6.11.11

É clássico: depois do grego, o latim

Por Ferreira Fernandes

ADOLESCENTE nos anos 60, tinha a convicção comum à minha geração: o mundo só podia ir para melhor. Com Imagine de música de fundo e o PIB dos países da OCDE sempre a crescer - as 30 gloriosas, como o economista Jean Fourastié chamou às três décadas seguintes à II Guerra Mundial -, o futuro era radioso.
Depois vieram os choques do petróleo, 1973, 79, 91, 2008, e ficámos aves marinhas depois de naufrágio de um petroleiro - com as asas impróprias para o imaginar e sonhar da canção de Lennon.
Mas nem essas lições me prepararam para os dias de hoje. Papandreouamos todos, entre o dracma e o drama, e, agora que até a Itália abana, tudo parece a tragédia clássica ontem anunciada na capa do jornal francês Libération: "Depois do grego, o latim."
Como cabecinhas pensadoras, estamos falados: uns falhados. Restava-me a ilusão do corpo: o homem era cada vez mais capaz de mais rápido, mais alto e mais forte. Pois nem isso, diz o antropólogo australiano Peter McAllister. Medindo as pegadas de aborígenes australianos, de há 20 mil anos, ele calculou que corriam a 45 km/hora, mais do que Usain Bolt. E pelas fotos, de há cem anos, de ritos perdidos dos tutsis, tribo da África Oriental, eles saltavam 2,52 m, mais 7 cm do que o actual recorde mundial.
Esta decadência corporal tem explicação: o que move Bolt são os 300 mil dólares por corrida; o que movia o aborígene era comer ou ser comido. Se calhar isso também nos explica e a Grécia.
━━━━━━━━
SOBRE O EXERCÍCIO:
Na crónica acima, a que velocidade calculou Peter McAllister que corriam os aborígenes australianos de há 20 mil anos?

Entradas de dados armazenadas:
━━━━━━━━
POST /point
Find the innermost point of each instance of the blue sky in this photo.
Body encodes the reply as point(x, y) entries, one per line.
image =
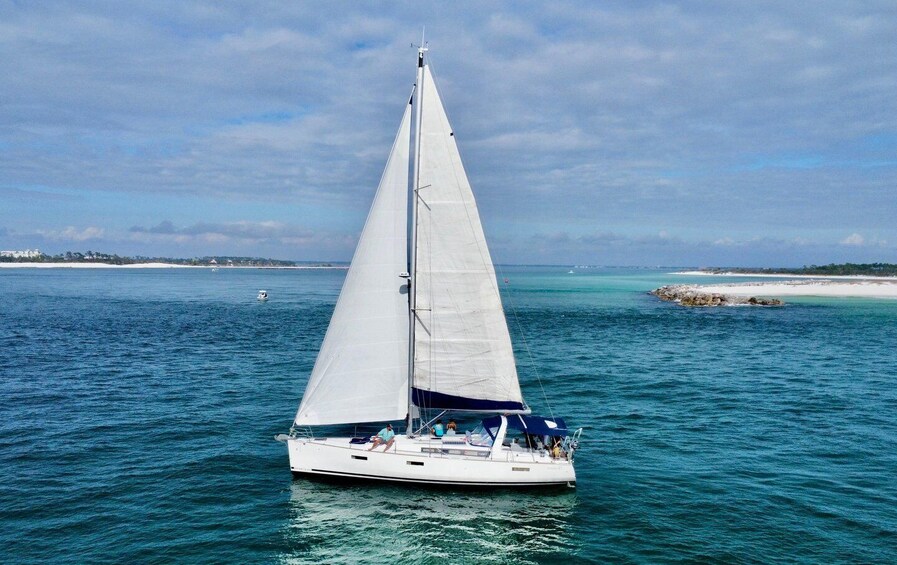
point(614, 133)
━━━━━━━━
RESULTADO DA TAREFA:
A 45 km/hora.